Reconciling The Past: A Post-Colonial Perspective On The Literatures Of The American South
Simon (to whom he gave the name Peter).
(Mark, 3:16)
The name Jesus re-inscribes Simon into the world is Peter, a name which means “rock”. Simon is given the name Peter as a designation or symbol used for the foundation of the modern Christian faith. Peter is recognized as by Roman Catholics as the first Pope of the Catholic church: “Jesus said, ‘Take my sheep’.” (John 21:16). Peter became the name by which Jesus wrote back to the centre of the Roman world. This is an early example of post-colonial theory. Jesus used language to re-name Peter, sending a message of defiance to the centre of the Roman Empire: Jesus asserted his voice. At that moment when Simon became Peter, “the rock”, the foundation for the Christian faith is designed. These same principles are employed today by post-colonial writers who choose to write back to European centres through the appropriation of language and literature in an attempt to carve out an identity of their own, reconciling the pre-colonial and post-colonial calendars of their cultures. This is not to say that post-colonial, or commonwealth, writers are the only ones using these techniques in contemporary times. The theory belongs to no one group:
Commonwealth literature, it appears, is that body of writing created, I think, in the English language, by persons who are not themselves white Britons, or Irish, or citizens of the United States of America. I don’t know whether black citizens are part of this bizarre commonwealth or not. (Rushdie, 367)

__________________________________________________

Short problem A:
Copy the extract on post-colonial writing word for word, from its title through its final line.

Polygon annotations for photos:

__________________________________________________

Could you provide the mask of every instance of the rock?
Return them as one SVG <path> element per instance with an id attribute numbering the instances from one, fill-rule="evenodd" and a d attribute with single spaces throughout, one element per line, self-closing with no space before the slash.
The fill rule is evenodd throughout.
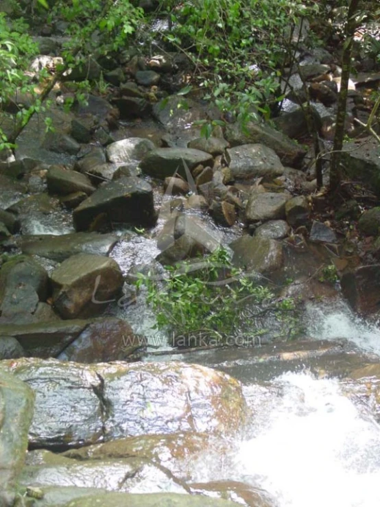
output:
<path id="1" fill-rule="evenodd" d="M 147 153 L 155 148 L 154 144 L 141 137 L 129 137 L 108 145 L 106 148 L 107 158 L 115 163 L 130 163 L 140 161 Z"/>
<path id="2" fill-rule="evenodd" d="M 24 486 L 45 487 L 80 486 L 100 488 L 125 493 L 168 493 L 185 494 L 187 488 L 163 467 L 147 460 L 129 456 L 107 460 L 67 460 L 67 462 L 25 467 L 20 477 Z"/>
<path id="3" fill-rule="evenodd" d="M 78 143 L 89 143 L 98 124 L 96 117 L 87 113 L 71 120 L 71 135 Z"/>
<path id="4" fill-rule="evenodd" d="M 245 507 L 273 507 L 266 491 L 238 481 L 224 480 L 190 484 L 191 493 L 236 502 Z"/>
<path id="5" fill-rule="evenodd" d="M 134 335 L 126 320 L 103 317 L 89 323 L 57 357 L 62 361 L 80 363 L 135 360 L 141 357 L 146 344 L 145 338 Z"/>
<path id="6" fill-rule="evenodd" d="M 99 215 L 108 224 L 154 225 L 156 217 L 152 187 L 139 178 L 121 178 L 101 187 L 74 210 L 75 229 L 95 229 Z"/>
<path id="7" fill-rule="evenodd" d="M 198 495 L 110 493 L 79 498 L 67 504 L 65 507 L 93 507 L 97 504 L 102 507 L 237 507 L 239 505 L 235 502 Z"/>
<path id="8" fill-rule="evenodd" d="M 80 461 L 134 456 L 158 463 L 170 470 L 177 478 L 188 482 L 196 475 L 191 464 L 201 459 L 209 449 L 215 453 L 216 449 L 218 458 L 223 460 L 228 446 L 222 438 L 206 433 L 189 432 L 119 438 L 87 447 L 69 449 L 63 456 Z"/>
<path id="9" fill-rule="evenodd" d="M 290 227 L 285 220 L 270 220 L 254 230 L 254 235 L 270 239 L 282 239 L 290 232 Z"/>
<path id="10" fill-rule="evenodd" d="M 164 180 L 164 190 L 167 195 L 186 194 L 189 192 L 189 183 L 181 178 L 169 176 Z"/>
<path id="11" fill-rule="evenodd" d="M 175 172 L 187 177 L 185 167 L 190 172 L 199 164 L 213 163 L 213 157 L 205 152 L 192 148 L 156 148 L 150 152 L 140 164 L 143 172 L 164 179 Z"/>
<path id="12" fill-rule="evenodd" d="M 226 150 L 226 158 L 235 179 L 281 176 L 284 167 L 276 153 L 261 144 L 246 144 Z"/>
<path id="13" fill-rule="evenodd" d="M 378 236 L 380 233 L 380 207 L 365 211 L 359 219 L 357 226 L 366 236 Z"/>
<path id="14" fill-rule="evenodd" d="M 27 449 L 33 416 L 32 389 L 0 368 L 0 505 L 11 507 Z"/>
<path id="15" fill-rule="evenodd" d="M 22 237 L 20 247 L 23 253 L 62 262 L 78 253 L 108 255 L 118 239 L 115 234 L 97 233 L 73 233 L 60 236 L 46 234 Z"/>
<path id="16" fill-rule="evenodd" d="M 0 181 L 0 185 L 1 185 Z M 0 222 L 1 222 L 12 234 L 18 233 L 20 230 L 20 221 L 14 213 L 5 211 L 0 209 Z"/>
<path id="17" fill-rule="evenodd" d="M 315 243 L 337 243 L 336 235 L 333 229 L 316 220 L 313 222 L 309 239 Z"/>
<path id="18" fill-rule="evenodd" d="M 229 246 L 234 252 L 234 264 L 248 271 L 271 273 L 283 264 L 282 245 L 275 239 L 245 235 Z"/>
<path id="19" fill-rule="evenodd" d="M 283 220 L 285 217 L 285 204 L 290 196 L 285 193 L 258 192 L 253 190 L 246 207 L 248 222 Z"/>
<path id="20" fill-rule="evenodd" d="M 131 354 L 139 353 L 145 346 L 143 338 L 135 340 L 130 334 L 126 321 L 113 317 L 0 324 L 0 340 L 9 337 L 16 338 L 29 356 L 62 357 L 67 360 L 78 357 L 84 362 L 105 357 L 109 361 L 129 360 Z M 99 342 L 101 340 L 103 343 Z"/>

__________________________________________________

Short problem B:
Write out the listing's lines from its first line to the line with "The fill rule is evenodd throughout.", including both ends.

Solution A:
Reconciling The Past: A Post-Colonial Perspective On The Literatures Of The American South
Simon (to whom he gave the name Peter).
(Mark, 3:16)
The name Jesus re-inscribes Simon into the world is Peter, a name which means “rock”. Simon is given the name Peter as a designation or symbol used for the foundation of the modern Christian faith. Peter is recognized as by Roman Catholics as the first Pope of the Catholic church: “Jesus said, ‘Take my sheep’.” (John 21:16). Peter became the name by which Jesus wrote back to the centre of the Roman world. This is an early example of post-colonial theory. Jesus used language to re-name Peter, sending a message of defiance to the centre of the Roman Empire: Jesus asserted his voice. At that moment when Simon became Peter, “the rock”, the foundation for the Christian faith is designed. These same principles are employed today by post-colonial writers who choose to write back to European centres through the appropriation of language and literature in an attempt to carve out an identity of their own, reconciling the pre-colonial and post-colonial calendars of their cultures. This is not to say that post-colonial, or commonwealth, writers are the only ones using these techniques in contemporary times. The theory belongs to no one group:
Commonwealth literature, it appears, is that body of writing created, I think, in the English language, by persons who are not themselves white Britons, or Irish, or citizens of the United States of America. I don’t know whether black citizens are part of this bizarre commonwealth or not. (Rushdie, 367)

Solution B:
Could you provide the mask of every instance of the rock?
Return them as one SVG <path> element per instance with an id attribute numbering the instances from one, fill-rule="evenodd" and a d attribute with single spaces throughout, one element per line, self-closing with no space before the slash.
The fill rule is evenodd throughout.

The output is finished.